SOURCE DOCUMENT —
Content starts

- OpenAI and Paradigm built EVMbench from 120 real audit vulnerabilities.
- Benchmark tests AI in detect, patch, and exploit modes using sandboxed EVM environments.
- GPT-5.3-Codex scored 72.2% in exploit mode, outperforming earlier GPT-5 results.
OpenAI, working with Paradigm, unveiled a new benchmark to test AI performance on Ethereum smart contract security. The release, announced this week, introduced EVMbench as a way to measure how AI agents detect, patch, and exploit contract flaws. The effort targets rising risks, as smart contracts secure over $100 billion in crypto assets across EVM networks.
Benchmark Built From Real-World Audit Failures
According to OpenAI, EVMbench draws from 120 high-severity vulnerabilities identified across 40 professional smart contract audits. Notably, many of these issues originated from open audit competitions, including Code4rena. The benchmark focuses on real bugs rather than synthetic examples.

Content ends

WHAT IS REQUIRED —
Write the next part of the article about EVMbench, starting after its last sentence. You can set the records aside; they aren't needed.

DATA FOR ANALYSIS —
Content starts

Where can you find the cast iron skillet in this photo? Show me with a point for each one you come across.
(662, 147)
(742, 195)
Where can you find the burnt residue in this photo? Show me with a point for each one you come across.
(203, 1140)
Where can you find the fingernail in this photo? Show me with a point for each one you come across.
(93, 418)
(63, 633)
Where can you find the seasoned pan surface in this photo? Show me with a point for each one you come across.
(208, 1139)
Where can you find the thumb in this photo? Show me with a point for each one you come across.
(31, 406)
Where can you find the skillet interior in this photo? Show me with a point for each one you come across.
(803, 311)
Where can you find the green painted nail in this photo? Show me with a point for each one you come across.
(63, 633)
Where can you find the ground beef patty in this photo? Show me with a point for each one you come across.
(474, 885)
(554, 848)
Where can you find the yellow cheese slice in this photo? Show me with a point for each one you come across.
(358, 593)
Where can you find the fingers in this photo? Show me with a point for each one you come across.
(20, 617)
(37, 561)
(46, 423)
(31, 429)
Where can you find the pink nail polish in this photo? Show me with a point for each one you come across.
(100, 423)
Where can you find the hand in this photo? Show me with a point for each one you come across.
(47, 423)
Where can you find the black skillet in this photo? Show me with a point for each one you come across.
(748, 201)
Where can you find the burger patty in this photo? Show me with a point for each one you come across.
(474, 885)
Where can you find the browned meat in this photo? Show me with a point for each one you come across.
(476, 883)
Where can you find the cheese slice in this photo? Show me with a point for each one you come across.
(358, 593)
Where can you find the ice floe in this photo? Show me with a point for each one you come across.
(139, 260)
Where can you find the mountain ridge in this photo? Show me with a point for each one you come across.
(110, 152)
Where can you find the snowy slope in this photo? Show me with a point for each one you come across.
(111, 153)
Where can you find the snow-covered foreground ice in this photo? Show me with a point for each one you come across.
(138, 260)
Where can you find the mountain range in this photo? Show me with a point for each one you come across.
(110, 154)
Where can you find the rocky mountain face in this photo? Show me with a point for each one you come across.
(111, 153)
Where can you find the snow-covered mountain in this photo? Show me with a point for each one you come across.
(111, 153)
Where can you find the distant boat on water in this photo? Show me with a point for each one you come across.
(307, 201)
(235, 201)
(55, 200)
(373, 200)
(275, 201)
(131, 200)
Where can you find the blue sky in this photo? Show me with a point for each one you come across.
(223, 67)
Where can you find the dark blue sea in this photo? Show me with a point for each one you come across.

Content ends

RESPONSE TO THE EXERCISE —
In addition, OpenAI said the dataset includes scenarios linked to security work on the Tempo chain. Tempo operates as a payment-focused Layer-1 network built for stablecoin transfers. Because of that, these cases introduce payment logic risks into the benchmark environment.
To support realistic testing, engineers reused exploit proof-of-concept scripts where available. However, they manually built missing components when documentation proved incomplete. OpenAI said it preserved exploitability while ensuring patches could compile correctly.
Three Testing Modes Stress AI Agents
EVMbench evaluates agents in detect, patch, and exploit modes. In detect mode, agents scan repositories and receive scores based on confirmed vulnerability recall. In patch mode, agents must fix flaws while preserving original contract behavior.
Exploit mode, however, simulates full fund-draining attacks within a sandbox blockchain. OpenAI said graders confirm outcomes through transaction replay and on-chain state checks. To ensure consistency, the company built a Rust-based harness for deterministic deployments.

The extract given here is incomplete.